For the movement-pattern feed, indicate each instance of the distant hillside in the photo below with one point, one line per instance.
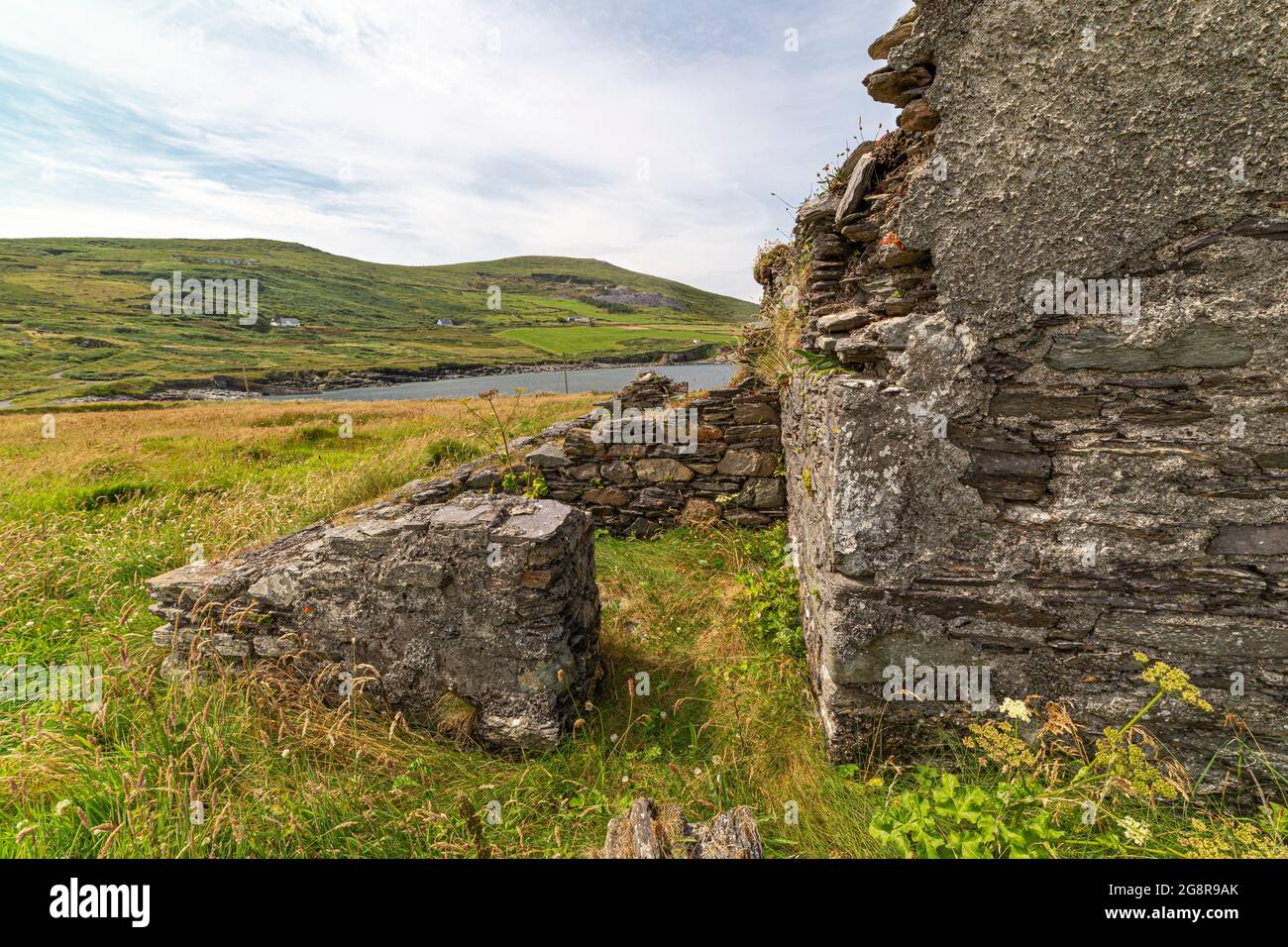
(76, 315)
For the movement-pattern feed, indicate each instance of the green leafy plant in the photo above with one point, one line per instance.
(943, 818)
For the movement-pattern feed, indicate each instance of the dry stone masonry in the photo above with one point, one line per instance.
+---+
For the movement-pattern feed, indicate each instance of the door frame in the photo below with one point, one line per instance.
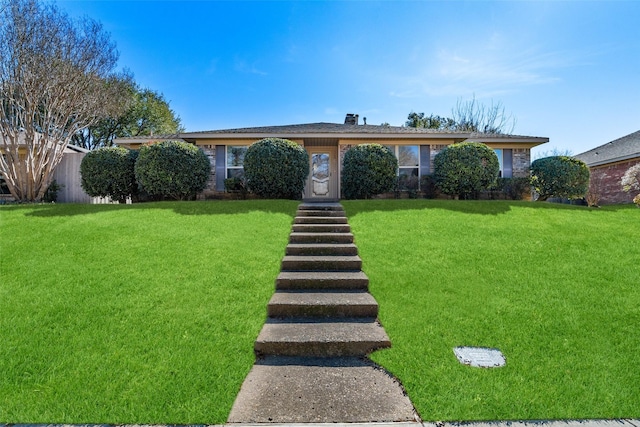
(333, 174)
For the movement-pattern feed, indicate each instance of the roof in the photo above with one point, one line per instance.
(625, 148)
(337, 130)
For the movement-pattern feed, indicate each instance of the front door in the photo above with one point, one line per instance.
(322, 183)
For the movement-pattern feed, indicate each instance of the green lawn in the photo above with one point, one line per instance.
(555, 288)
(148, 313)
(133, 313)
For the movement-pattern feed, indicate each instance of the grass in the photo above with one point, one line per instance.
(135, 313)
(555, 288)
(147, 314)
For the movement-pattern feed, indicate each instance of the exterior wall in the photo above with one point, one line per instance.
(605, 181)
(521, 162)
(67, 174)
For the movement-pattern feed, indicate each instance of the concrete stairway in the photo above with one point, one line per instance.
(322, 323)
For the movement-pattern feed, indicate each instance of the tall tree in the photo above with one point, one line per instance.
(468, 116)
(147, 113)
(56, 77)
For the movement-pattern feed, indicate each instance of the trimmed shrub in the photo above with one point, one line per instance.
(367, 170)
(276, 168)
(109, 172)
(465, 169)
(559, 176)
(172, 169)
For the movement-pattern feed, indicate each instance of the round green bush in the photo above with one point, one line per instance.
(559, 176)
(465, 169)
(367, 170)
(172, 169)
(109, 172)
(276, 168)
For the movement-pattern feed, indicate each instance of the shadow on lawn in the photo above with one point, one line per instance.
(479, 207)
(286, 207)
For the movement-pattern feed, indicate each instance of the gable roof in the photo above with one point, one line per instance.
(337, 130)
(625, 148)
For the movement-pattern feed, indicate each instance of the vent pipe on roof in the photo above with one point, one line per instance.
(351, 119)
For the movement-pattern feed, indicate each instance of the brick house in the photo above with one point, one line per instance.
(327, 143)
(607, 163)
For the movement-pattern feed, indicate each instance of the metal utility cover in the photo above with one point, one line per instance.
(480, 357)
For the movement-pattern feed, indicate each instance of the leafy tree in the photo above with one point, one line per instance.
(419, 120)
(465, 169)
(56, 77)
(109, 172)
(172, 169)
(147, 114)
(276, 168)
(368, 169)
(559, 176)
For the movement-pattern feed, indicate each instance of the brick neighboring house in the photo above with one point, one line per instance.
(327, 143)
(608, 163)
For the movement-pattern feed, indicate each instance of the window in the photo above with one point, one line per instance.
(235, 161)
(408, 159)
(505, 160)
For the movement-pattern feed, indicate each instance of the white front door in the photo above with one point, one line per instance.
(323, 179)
+---+
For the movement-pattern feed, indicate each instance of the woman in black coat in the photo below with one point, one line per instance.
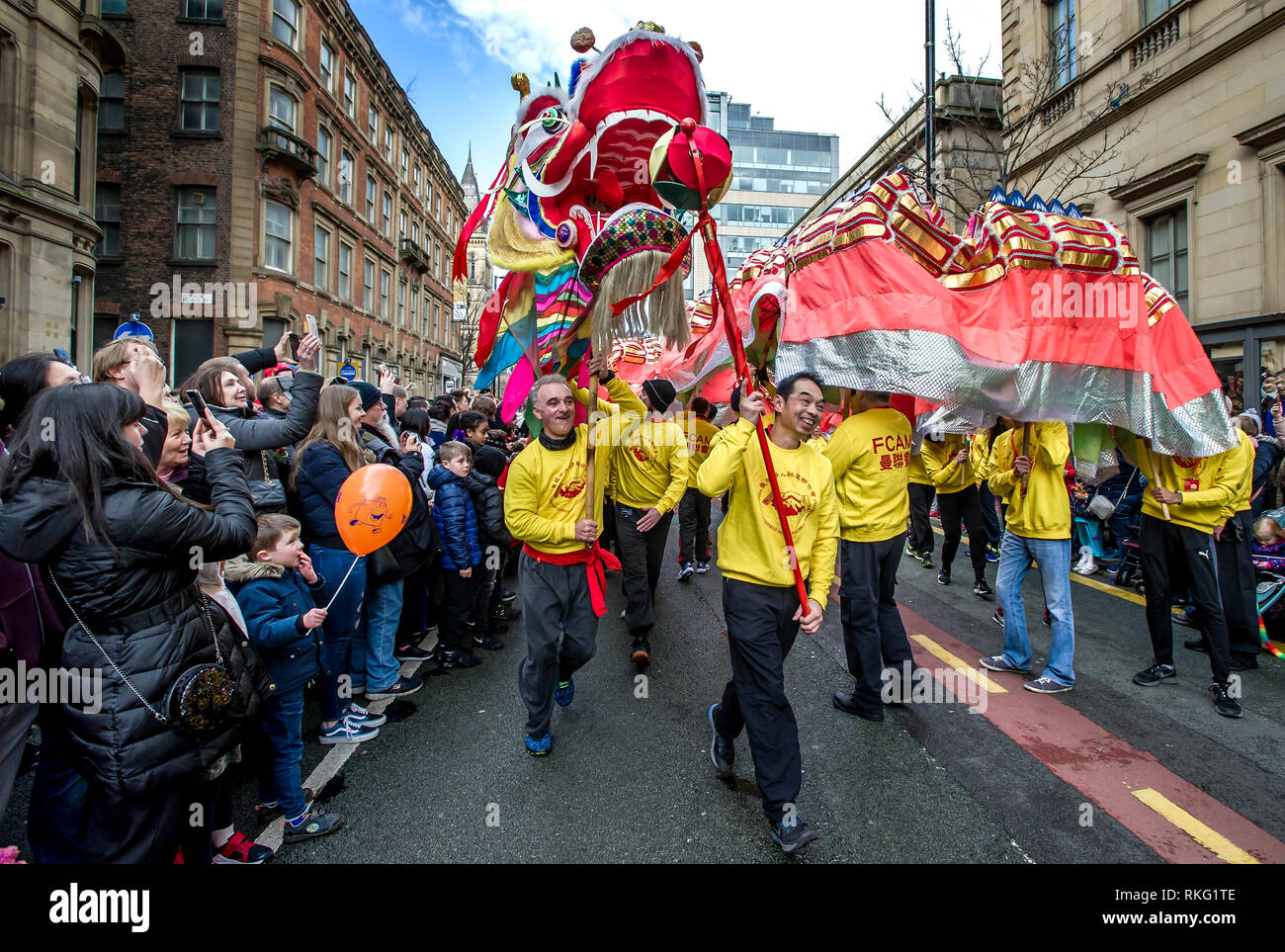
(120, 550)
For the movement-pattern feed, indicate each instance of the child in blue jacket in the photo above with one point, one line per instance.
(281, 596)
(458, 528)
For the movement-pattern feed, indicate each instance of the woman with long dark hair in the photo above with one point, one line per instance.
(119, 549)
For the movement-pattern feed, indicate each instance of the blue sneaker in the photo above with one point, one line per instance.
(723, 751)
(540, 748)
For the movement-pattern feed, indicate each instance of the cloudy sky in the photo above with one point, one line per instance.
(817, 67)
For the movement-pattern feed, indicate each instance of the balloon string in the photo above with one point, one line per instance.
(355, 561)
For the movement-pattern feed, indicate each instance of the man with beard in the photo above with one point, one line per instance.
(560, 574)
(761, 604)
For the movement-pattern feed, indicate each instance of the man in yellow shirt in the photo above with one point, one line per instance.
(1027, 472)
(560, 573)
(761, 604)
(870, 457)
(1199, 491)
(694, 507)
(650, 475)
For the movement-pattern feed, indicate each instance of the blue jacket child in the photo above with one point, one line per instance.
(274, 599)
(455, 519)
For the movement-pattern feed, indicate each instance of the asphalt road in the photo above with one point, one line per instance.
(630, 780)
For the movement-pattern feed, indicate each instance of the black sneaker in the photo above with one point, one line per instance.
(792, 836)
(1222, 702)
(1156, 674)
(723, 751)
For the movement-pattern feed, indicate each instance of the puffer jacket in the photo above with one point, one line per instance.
+---+
▶ EXERCISE GOAL
Format the records from the line that contains "of the cloudy" through the line that contains "of the puffer" as a Markdown table with columns No. and Line, numbering each row and leaving out blank lines.

▶ SOLUTION FOR THIS PROBLEM
| No. | Line |
|---|---|
| 1 | For the movement-pattern feed, indicate each instance of the cloudy sky in the photo above with one point, one line per instance. |
| 2 | (817, 67) |
| 3 | For the movement-pattern feed, indicate each instance of the balloon string in the photo above with one point, one line per instance. |
| 4 | (355, 561) |
| 5 | For the movement-pattern feed, indicate each instance of the man with beard in the photo above with one point, one line per instance. |
| 6 | (560, 574) |
| 7 | (761, 604) |
| 8 | For the movement-pattern feed, indicate each instance of the man in yellow shirt in the photo above with one point, one line per instance. |
| 9 | (1027, 472) |
| 10 | (560, 573) |
| 11 | (761, 604) |
| 12 | (870, 457) |
| 13 | (1199, 491) |
| 14 | (694, 507) |
| 15 | (650, 475) |
| 16 | For the movement-pattern feed, indicate each instance of the blue jacket child in the photo above with one point, one line per instance. |
| 17 | (274, 599) |
| 18 | (455, 519) |
| 19 | For the movement-pattern feed, indicate each instance of the asphalt road in the photo above with one point, one line per instance. |
| 20 | (630, 780) |
| 21 | For the movement-pattern feed, indicate each instance of the black sneaker in the photo above with one point, one line per instance. |
| 22 | (792, 836) |
| 23 | (1222, 702) |
| 24 | (1156, 674) |
| 25 | (723, 751) |
| 26 | For the movement-pattern feed, indicate each instance of the puffer jacket in the photo above with one point, one line per instance. |